======== Fragmento del documento ========

Anna, una de las niñas, recuerda la vida en el sótano. “Dormir en el cemento no era lo mejor”, dice, pero “jugábamos con nuestros amigos” Artiom, Artour y Alina, tres hijos de vecinos.
Durante los bombardeos, “no teníamos tanto miedo”, dice la niña. “El edificio temblaba mucho y había mucho polvo (...) No era agradable respirar”.
Dejar Mariúpol fue, en cambio, “duro” para Anna, porque “teníamos que llevar nuestras maletas y eran pesadas”.
Finalmente su padre encontró un carrito viejo de tres ruedas, que apodó “carro de oro”, tan oxidado como si hubiera pasado diez años bajo el agua.
“Mi esposa empujaba a nuestra pequeña en su triciclo. Y yo empujaba el carro, a menudo con uno de los niños encima”, además de varias bolsas de pertenencias, recuerda. “Los otros dos caminaban a mi lado”.
En cinco días y cuatro noches de viaje, los Tishchenko-Komisarova pasaron por numerosos puestos de control rusos.
“Les dijimos que íbamos a ver a unos familiares”, dice el padre. Los soldados de Moscú “no nos trataron como enemigos, sino que intentaron ayudarnos”, recuerda.
“Pero cada vez nos preguntaban: ‘¿De dónde son? ¿De Mariúpol? Pero, ¿por qué van en esa dirección, por qué no vas a Rusia?”.
“Vivir en Ucrania”
Por la noche, toda la familia dormía en las casas de los lugareños, donde estaban bien alimentados. Durante el día avanzaban contra viento y marea.

========

## Requisitos de las tareas
1. Cite textualmente, del relato sobre la salida de Mariúpol, el tramo que va desde "En cinco días" hasta "viento y marea.".
2. De acuerdo con el relato sobre la salida de Mariúpol, ¿por qué le resultó duro a Anna dejar la ciudad?
3. Prosiga el relato sobre la salida de Mariúpol a partir del punto en que termina.

======== Extracto de datos ========

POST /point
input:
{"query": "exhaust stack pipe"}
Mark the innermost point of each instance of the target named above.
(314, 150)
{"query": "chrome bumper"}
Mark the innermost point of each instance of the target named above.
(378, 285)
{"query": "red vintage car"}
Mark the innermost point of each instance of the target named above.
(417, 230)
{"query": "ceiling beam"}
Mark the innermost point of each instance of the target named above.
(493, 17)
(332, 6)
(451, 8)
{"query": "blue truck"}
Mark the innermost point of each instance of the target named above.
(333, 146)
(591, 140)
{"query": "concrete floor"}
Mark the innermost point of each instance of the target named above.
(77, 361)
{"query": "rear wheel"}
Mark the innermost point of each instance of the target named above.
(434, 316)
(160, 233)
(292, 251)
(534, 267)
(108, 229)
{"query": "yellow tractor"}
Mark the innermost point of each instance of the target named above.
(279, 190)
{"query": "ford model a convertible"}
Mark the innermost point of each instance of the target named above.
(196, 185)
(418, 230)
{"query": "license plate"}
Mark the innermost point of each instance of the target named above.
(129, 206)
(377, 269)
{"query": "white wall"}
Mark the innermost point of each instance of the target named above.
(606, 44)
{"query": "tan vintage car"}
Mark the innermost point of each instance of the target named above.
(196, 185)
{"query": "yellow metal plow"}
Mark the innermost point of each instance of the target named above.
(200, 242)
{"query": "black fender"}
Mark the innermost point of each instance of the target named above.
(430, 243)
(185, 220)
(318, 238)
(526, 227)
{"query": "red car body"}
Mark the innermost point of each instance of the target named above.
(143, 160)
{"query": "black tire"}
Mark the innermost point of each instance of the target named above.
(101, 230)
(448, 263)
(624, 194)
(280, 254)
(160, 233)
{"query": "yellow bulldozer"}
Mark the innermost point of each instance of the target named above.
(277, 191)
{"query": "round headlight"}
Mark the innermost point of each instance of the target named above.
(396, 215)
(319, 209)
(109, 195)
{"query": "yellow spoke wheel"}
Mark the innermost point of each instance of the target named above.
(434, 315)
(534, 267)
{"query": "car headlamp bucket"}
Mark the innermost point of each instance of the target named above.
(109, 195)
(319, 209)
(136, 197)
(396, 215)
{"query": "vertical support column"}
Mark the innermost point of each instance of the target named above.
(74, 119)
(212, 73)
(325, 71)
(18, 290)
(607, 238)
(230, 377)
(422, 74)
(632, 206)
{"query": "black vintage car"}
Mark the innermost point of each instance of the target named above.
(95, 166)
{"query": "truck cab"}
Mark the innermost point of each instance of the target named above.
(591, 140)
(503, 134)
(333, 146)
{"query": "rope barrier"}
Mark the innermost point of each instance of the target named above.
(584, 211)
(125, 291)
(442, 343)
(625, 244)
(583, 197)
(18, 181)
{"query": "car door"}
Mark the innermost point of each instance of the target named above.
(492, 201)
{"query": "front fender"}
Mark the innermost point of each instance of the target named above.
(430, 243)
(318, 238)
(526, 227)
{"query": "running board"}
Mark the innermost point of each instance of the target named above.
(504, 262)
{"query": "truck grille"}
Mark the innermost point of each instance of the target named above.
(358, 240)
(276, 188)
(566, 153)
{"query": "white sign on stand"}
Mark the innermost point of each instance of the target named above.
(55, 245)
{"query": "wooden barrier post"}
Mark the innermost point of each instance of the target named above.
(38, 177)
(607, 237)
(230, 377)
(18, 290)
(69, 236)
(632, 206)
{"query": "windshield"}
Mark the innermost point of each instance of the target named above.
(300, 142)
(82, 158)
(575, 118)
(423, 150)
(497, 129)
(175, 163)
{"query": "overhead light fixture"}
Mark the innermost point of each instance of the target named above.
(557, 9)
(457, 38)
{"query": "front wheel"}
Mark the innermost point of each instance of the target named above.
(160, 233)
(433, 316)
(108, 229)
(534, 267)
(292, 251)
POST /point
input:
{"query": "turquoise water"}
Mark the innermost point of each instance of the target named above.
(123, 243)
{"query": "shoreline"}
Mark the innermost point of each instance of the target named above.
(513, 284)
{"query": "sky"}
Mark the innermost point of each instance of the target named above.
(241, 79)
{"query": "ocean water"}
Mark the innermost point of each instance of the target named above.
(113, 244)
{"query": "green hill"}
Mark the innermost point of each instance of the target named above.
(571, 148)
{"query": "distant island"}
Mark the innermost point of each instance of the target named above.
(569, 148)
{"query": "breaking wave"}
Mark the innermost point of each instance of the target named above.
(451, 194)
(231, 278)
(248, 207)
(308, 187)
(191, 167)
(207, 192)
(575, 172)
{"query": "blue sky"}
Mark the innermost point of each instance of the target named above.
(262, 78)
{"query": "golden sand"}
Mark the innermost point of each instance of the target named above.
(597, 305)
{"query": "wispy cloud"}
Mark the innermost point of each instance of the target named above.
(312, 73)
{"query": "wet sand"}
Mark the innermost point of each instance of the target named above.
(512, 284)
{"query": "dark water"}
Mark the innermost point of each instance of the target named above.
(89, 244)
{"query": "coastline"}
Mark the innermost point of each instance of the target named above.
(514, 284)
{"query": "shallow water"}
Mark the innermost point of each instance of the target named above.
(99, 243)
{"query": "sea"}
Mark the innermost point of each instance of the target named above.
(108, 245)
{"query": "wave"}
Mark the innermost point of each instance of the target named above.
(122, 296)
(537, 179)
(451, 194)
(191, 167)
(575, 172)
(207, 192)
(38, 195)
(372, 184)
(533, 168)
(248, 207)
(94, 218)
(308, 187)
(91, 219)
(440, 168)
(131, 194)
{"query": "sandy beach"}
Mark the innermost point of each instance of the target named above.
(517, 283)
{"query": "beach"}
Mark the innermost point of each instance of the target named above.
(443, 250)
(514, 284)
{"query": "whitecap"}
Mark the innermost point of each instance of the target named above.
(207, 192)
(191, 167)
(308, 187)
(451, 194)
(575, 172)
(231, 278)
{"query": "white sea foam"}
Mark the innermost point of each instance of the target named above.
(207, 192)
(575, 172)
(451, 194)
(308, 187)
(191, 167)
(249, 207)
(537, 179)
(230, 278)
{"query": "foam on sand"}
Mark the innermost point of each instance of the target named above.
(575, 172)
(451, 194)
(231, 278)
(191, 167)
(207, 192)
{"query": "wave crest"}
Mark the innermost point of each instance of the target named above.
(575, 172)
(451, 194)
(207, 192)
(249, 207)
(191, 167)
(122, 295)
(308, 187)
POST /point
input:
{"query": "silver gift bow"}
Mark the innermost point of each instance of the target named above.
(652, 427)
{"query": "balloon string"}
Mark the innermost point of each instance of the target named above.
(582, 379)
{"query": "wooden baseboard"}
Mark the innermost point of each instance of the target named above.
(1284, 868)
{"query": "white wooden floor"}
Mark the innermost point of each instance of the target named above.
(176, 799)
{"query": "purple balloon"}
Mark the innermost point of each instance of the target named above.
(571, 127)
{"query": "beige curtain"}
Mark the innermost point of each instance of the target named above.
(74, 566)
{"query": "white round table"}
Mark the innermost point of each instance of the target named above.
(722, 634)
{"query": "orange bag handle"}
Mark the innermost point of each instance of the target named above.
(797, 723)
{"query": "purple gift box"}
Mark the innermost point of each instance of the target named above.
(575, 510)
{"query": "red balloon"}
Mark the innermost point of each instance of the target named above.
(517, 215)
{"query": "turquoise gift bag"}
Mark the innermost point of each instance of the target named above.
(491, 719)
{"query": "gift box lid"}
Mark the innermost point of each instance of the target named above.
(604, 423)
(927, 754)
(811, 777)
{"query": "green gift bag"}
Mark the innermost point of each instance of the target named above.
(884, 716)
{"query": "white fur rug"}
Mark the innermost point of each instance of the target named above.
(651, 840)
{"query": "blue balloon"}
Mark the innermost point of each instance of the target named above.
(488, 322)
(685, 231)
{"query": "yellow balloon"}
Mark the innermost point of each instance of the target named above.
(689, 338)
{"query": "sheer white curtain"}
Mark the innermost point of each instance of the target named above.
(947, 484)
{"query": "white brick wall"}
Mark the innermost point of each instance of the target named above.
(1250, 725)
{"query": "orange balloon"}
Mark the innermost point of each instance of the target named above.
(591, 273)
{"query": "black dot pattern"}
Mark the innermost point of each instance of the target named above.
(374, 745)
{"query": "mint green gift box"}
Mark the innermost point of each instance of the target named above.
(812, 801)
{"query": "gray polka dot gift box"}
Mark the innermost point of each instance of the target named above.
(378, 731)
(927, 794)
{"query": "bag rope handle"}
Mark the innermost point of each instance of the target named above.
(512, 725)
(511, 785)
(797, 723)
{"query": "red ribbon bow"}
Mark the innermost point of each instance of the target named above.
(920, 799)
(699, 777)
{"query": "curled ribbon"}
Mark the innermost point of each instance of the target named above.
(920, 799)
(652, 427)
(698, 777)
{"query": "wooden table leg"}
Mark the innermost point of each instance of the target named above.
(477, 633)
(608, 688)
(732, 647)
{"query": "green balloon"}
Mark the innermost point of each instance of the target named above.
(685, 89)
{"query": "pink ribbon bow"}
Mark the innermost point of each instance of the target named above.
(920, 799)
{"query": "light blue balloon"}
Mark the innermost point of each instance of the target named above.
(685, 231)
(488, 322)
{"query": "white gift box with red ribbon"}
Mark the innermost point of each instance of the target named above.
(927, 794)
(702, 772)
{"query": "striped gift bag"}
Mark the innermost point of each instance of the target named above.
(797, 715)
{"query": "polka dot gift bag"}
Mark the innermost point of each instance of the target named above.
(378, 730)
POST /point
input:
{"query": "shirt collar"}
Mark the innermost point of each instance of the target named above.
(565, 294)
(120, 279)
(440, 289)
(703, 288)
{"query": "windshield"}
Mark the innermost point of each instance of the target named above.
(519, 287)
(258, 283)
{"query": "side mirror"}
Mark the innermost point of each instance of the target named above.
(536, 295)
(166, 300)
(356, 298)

========

## Resultados por tarea
1.
En cinco días y cuatro noches de viaje, los Tishchenko-Komisarova pasaron por numerosos puestos de control rusos.
“Les dijimos que íbamos a ver a unos familiares”, dice el padre. Los soldados de Moscú “no nos trataron como enemigos, sino que intentaron ayudarnos”, recuerda.
“Pero cada vez nos preguntaban: ‘¿De dónde son? ¿De Mariúpol? Pero, ¿por qué van en esa dirección, por qué no vas a Rusia?”.
“Vivir en Ucrania”
Por la noche, toda la familia dormía en las casas de los lugareños, donde estaban bien alimentados. Durante el día avanzaban contra viento y marea.

2. A Anna le resultó duro dejar Mariúpol porque tenían que llevar sus maletas y estas eran pesadas.

3.
Hasta que se cruzaron con Dmitro Jirnikov, un habitante de Pologui, una ciudad controlada por los rusos situada a unos 100 km de Zaporiyia.
“Iba a Pologui cuando vi a esta familia empujando un carro”, recuerda este hombre que va regularmente a Zaporiyia a vender las verduras que produce su familia. “Me detuve y les dije que pusieran sus cosas en mi remolque”.
Después de 125 km a pie, Tetiana, Evgueni y sus hijos terminaron su viaje en la maltrecha furgoneta de Jirnikov.
El viernes, los Tishchenko-Komisarova se apiñaron con sus escasas posesiones en un estrecho compartimento de un tren hacia Leópolis.
Luego planean trasladarse a Ivano-Frankivsk, otra gran ciudad del oeste de Ucrania, para retomar una vida normal.
“Nunca podemos olvidar lo que hemos pasado. No debemos olvidar. Pero debemos mantener el ánimo y levantar a nuestros pequeños”, dice el padre.